▸ **DIRECTION**:
Resume the news report on groping on Japanese commuter trains, starting after its last sentence.

▸ **EXCERPT TO READ**:
The incident took place on the morning rush-hour express on the Hanwa Line to central Osaka — a spectacularly crowded commuter route that has become one of the most notorious hunting grounds of Japan’s reviled chikan, or railway gropers.
As the packed carriage pulled into Tennoji station, the student is said to have shrieked loudly, grabbed her alleged chikan by the shoulder and told fellow passengers what had happened. Instead of ignoring her plight, as Japanese commuters routinely do, fellow passengers decided to take the law into their own hands.
The incident has highlighted the widespread problem of groping on trains in Japan. But the ferocity of the other passengers’ reaction has also sounded alarm bells. Male Japanese commuters appear to have been stirred to a new mood of chivalry by a hugely popular TV drama, in which a woman falls in love with the man who rescued her from a drunken chikan. Until yesterday that mood had not translated into vigilante-style incidents.
For decades chikan have been the scourge of women commuters and police have been forced to concede that recent drives to stamp out the molesters’ activities have only increased their numbers.
A year ago an anti-bottom-pinching campaign by the Government was declared a disaster after a poll taken at its conclusion showed that two thirds of young women have been groped on trains at some time.
Even the measure of introducing women-only carriages on many of the most overloaded commuter lines has not significantly affected the figures.
The official number of gropers is at a record high, with 2,201 reports on the Tokyo underground alone last year and a worrying rise in the proportion of younger victims.

▸ **ENTRIES**:
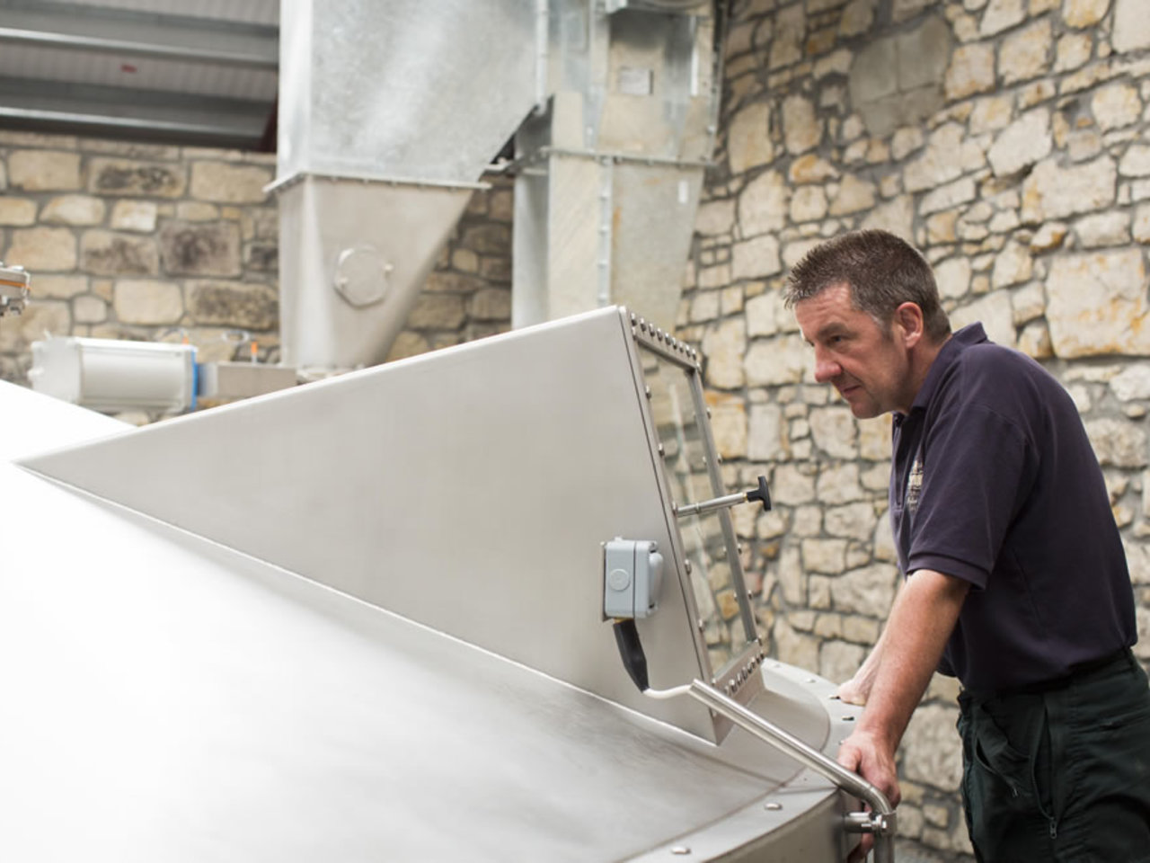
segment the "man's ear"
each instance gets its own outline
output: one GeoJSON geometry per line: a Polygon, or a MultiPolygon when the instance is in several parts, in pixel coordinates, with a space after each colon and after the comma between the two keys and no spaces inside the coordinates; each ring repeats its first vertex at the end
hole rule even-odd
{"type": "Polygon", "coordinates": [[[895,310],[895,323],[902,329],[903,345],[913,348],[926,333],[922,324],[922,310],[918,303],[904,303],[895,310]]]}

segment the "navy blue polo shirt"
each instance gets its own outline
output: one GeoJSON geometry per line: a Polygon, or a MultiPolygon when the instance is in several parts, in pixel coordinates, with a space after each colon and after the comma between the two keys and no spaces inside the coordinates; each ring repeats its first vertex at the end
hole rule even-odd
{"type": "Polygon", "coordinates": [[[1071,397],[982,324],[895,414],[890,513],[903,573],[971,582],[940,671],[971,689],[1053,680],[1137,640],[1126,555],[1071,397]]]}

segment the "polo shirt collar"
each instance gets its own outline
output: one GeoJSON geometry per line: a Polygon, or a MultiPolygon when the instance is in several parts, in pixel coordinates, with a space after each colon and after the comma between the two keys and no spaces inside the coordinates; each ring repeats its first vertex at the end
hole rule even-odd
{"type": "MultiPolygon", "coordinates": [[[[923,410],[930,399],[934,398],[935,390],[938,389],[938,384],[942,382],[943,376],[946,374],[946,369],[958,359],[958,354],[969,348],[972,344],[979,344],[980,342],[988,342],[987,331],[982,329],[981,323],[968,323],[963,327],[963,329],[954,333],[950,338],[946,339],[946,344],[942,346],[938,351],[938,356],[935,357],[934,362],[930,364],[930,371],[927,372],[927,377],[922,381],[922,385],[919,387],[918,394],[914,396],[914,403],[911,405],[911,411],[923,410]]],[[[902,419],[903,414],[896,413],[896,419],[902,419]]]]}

--

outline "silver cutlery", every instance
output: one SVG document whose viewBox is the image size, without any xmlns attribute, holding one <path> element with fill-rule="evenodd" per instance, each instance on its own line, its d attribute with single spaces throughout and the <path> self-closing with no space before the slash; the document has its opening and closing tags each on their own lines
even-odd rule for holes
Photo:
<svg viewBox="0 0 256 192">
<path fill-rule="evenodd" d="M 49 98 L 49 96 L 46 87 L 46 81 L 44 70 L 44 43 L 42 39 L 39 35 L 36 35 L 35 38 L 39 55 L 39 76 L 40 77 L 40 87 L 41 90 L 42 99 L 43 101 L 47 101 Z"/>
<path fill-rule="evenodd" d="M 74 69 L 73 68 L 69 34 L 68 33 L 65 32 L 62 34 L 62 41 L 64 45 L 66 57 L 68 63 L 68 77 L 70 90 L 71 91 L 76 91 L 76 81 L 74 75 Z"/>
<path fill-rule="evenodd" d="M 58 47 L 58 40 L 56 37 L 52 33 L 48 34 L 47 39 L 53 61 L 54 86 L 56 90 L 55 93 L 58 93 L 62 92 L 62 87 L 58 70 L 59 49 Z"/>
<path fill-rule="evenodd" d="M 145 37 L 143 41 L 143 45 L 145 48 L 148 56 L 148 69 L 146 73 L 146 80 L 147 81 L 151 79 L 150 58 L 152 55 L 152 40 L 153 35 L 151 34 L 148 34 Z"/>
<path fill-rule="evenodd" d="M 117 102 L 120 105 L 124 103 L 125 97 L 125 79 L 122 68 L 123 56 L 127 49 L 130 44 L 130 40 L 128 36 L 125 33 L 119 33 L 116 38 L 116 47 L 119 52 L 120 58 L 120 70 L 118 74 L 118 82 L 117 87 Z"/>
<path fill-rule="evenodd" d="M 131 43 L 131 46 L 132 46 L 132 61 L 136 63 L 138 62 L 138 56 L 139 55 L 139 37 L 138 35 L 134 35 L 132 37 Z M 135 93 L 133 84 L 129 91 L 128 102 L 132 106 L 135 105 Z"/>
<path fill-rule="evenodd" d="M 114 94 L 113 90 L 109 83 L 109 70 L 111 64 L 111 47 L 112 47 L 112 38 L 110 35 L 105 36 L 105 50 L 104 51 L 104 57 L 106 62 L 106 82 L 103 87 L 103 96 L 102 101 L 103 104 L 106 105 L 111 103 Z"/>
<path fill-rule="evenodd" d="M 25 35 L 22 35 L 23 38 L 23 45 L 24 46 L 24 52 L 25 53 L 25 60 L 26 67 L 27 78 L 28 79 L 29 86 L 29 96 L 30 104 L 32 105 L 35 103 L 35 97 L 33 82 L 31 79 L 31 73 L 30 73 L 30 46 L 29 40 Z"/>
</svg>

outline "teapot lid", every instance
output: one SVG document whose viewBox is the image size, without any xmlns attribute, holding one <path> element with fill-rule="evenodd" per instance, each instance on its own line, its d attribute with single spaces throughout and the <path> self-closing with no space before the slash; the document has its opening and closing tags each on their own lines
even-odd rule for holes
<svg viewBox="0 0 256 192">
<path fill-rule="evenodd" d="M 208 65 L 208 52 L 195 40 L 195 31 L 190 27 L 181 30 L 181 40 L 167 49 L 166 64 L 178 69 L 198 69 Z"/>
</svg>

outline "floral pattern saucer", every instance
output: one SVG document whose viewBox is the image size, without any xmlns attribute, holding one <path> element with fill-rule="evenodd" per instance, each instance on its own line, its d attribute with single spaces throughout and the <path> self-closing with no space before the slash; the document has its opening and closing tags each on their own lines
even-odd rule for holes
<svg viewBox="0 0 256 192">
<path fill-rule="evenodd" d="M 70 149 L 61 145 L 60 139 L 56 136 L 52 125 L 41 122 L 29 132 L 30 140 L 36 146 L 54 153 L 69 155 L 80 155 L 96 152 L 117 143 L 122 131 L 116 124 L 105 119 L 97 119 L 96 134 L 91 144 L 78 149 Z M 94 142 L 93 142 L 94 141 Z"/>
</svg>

--

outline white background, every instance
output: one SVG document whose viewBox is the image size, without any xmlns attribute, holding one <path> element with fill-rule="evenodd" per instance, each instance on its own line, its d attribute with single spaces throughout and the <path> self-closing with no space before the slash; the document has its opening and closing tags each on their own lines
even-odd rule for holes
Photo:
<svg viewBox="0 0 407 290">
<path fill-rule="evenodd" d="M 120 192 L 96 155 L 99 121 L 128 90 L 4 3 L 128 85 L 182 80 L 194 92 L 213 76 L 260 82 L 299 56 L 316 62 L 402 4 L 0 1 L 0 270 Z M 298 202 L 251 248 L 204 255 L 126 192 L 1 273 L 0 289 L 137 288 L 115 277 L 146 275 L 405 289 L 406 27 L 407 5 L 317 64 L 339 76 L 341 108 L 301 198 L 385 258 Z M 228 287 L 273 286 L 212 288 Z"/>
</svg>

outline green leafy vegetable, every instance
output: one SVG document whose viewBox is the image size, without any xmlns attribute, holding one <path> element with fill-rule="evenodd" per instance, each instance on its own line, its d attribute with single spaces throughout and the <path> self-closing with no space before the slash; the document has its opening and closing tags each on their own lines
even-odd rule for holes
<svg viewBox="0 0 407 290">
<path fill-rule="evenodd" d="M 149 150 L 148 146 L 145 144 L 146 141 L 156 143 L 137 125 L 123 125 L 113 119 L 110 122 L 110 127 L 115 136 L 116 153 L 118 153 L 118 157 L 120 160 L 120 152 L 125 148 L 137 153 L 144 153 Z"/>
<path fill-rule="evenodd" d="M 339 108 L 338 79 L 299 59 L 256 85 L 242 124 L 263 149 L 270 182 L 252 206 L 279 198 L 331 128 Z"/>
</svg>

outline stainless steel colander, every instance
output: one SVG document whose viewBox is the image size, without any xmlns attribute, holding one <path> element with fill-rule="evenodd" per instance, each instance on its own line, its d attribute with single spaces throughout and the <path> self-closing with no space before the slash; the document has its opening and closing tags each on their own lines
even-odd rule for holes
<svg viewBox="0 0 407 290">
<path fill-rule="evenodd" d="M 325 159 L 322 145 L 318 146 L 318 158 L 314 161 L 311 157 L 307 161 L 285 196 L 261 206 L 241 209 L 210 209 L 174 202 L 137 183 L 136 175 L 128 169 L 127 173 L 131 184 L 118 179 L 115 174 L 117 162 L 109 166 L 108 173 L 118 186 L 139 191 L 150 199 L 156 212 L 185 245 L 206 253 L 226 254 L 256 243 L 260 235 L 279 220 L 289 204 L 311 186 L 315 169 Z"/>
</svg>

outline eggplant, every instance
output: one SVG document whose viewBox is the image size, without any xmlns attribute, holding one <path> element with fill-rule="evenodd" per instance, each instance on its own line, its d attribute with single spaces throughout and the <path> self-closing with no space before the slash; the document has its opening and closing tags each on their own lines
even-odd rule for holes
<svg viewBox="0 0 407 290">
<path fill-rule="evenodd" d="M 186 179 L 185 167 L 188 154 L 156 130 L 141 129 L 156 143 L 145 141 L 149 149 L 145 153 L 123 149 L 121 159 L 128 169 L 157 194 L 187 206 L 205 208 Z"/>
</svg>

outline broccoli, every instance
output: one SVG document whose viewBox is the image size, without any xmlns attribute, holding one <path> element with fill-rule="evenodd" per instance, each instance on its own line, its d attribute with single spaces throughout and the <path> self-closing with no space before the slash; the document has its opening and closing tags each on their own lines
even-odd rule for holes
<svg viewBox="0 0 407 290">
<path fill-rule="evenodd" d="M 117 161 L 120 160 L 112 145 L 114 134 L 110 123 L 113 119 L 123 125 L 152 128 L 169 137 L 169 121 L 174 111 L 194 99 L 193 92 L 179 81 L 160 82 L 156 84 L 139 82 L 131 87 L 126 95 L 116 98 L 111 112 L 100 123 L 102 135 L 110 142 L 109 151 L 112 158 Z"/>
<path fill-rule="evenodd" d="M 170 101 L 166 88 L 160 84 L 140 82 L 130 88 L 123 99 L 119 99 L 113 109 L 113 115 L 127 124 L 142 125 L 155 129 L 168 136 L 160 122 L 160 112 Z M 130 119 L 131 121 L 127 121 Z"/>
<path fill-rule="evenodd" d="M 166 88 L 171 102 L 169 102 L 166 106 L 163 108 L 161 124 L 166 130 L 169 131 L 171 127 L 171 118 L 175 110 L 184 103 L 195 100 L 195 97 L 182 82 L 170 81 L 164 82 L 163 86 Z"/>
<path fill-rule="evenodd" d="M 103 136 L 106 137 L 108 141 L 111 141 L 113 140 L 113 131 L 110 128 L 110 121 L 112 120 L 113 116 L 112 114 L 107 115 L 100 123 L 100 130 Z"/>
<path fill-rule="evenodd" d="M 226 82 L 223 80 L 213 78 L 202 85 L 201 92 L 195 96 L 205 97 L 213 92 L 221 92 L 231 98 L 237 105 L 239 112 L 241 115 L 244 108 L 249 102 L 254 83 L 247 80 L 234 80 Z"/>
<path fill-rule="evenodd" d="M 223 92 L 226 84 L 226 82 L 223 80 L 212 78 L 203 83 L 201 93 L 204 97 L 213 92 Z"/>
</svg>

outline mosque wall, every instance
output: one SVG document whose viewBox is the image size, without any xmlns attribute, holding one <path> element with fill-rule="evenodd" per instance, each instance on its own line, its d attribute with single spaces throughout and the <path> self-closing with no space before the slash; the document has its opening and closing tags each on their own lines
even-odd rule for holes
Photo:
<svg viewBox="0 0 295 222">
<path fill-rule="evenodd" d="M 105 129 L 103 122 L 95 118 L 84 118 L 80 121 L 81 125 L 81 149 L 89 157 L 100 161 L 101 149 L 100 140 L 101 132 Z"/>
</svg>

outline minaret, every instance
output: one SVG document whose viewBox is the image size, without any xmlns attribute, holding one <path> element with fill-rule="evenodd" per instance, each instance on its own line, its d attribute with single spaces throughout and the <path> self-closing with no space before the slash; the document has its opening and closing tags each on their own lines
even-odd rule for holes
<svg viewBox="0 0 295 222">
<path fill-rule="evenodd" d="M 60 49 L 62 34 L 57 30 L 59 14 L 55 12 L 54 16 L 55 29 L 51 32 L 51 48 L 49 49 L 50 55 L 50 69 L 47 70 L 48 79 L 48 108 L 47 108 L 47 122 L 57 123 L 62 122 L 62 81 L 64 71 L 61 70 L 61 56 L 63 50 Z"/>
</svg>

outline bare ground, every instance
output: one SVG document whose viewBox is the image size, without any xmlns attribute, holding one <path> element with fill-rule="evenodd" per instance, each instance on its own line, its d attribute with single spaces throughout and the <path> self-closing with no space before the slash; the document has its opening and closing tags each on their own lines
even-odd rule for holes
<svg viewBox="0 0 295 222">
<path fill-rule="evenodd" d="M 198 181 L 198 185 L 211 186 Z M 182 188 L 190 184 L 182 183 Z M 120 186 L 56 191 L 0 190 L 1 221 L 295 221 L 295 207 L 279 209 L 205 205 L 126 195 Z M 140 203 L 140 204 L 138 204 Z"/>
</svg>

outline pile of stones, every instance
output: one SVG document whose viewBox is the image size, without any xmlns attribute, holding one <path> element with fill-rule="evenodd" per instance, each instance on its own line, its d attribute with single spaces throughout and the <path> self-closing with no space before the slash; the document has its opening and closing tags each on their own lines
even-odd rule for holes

▸ **RESULT**:
The figure represents a tripling of incidents since 1996 but police sources said that the number of attacks remains masked because many women are too ashamed to speak up, or satisfy themselves by simply slapping their assailant across the face and walking off.
Over the past few years the blight has taken on an even more sinister aspect as chikan across the country have used the internet to organise themselves into efficient “gropers’ guilds”. Chikan exchange tips on the best times and commuter lines to target, and even run interference for each other so that guild members can undertake a particularly brazen attack.
The Hanwa Line is a favourite for gropers because it is so crowded at peak times that it is nearly impossible for a victim to work out exactly whose hands are responsible.
Blameless male passengers often clasp their books or magazines with both hands to assert their innocence.
Japan has been slow to deal with the problem of sex crime and the response to chikan offenders has been sluggish.
In 2004 the maximum penalty for molestation was raised to seven years’ imprisonment and a fine of about £250. Just a handful of cases have properly tested this.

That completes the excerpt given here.